[START ENTRIES PROVIDED]

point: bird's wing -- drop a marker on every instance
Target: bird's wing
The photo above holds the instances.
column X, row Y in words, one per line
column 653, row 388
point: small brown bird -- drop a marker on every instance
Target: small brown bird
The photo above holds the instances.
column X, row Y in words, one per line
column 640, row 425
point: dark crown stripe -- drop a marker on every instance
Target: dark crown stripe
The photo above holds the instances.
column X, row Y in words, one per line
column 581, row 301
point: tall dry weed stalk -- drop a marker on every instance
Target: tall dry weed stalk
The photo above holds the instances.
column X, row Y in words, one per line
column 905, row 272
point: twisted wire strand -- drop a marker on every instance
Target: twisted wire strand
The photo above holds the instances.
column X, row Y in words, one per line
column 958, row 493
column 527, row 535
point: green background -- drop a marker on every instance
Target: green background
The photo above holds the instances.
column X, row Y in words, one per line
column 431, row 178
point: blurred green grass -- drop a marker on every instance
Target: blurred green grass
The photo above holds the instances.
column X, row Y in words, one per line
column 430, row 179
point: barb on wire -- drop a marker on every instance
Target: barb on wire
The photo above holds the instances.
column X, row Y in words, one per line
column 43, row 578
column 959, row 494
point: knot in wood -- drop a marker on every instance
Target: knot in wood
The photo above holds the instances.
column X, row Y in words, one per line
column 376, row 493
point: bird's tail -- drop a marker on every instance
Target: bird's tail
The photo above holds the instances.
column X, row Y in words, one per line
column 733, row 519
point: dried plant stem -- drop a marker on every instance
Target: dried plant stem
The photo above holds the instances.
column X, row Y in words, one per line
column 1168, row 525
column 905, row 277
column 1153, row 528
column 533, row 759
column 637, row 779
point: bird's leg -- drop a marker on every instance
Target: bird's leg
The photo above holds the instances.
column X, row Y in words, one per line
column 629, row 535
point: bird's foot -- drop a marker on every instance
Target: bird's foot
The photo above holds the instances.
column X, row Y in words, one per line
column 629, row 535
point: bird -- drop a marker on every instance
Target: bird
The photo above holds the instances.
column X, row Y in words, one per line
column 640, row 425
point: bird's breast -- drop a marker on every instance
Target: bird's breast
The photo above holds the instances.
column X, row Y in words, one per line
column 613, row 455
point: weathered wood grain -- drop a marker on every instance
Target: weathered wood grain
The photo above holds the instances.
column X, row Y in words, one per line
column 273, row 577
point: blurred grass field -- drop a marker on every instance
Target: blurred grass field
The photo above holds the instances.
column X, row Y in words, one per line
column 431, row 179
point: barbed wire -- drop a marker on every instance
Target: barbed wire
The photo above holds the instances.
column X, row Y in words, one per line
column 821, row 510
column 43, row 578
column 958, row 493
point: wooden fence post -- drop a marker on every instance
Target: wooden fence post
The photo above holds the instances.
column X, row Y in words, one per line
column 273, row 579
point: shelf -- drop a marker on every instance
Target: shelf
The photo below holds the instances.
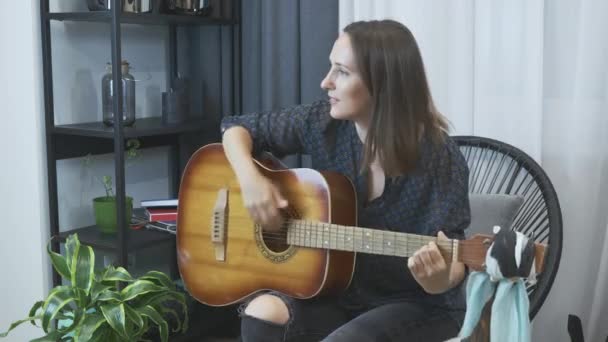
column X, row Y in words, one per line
column 137, row 239
column 140, row 18
column 144, row 127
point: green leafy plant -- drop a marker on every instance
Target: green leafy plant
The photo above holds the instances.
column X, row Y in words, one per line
column 104, row 305
column 132, row 153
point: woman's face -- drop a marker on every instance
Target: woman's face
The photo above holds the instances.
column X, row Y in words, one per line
column 348, row 95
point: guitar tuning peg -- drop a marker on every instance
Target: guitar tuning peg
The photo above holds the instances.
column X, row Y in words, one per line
column 496, row 229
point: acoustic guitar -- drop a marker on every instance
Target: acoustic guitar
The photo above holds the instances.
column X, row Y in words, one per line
column 224, row 257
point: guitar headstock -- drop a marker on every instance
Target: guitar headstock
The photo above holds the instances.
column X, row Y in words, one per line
column 472, row 252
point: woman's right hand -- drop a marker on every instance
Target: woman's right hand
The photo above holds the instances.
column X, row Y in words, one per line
column 263, row 200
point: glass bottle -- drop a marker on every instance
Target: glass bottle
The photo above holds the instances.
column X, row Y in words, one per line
column 128, row 96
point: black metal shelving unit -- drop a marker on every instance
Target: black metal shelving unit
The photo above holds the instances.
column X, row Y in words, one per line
column 77, row 140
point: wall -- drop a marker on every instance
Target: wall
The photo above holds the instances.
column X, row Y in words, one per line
column 25, row 274
column 79, row 52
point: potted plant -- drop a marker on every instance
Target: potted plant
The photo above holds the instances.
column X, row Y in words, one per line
column 107, row 304
column 104, row 207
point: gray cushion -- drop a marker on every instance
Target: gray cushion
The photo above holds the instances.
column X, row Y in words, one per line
column 489, row 210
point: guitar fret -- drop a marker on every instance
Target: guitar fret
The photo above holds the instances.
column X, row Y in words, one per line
column 357, row 239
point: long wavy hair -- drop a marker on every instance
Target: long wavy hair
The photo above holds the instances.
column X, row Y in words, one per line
column 402, row 108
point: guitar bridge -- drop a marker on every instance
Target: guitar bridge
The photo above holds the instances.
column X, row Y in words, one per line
column 218, row 224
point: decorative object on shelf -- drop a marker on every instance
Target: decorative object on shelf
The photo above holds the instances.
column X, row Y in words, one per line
column 105, row 207
column 192, row 7
column 137, row 6
column 176, row 102
column 106, row 304
column 128, row 96
column 99, row 5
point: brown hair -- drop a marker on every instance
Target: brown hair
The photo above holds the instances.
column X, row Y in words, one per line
column 402, row 109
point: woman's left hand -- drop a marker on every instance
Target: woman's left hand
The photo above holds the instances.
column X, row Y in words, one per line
column 430, row 269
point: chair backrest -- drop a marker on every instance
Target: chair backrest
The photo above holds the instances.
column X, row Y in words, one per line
column 499, row 168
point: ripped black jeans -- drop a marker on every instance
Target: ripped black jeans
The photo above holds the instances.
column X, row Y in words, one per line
column 324, row 319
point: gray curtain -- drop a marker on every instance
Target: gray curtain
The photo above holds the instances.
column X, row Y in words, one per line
column 286, row 46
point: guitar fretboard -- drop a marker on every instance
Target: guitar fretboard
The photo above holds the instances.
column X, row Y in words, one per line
column 362, row 240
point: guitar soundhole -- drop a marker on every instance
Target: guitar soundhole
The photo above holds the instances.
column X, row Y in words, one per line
column 273, row 245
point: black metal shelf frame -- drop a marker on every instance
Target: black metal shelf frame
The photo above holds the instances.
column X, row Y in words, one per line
column 73, row 140
column 140, row 18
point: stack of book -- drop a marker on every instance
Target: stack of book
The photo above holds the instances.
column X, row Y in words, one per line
column 161, row 214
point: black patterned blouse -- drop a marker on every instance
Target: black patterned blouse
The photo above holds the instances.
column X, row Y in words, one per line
column 431, row 198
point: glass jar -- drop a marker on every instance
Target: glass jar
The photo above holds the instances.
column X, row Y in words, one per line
column 128, row 96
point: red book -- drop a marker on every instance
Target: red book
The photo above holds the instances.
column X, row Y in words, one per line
column 161, row 214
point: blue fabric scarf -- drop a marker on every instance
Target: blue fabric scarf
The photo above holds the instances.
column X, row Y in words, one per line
column 508, row 260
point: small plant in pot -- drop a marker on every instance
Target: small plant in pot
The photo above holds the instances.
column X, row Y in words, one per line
column 107, row 304
column 104, row 207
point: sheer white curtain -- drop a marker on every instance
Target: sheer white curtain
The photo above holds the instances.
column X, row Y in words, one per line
column 534, row 74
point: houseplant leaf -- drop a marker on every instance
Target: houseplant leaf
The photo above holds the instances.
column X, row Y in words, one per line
column 139, row 288
column 115, row 316
column 59, row 262
column 83, row 268
column 117, row 274
column 19, row 322
column 53, row 336
column 156, row 317
column 89, row 326
column 159, row 278
column 59, row 297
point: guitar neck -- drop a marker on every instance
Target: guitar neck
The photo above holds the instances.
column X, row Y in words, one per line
column 363, row 240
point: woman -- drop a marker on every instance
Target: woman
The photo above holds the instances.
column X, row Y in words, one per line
column 381, row 130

[END ENTRIES PROVIDED]

### TASK DESCRIPTION
Reproduce the entries from the opening line through the line containing "column 905, row 272", substituting "place a pin" for each occurrence of "drop a marker" and leaving everything else unchanged.

### ANSWER TO THE TASK
point: bird's wing -- place a pin on every instance
Target: bird's wing
The photo above holds the instances.
column X, row Y in words, one per line
column 653, row 388
point: small brown bird -- place a pin on every instance
Target: small brown bird
The photo above holds the instances.
column X, row Y in words, one per line
column 640, row 425
point: dark crown stripe -- place a pin on every instance
Target: dark crown stripe
The photo above holds the instances.
column X, row Y in words, one per line
column 581, row 301
point: tall dry weed stalk -- place a pin on every instance
Target: tall dry weed stalk
The photo above holds the instances.
column X, row Y in words, one per line
column 905, row 272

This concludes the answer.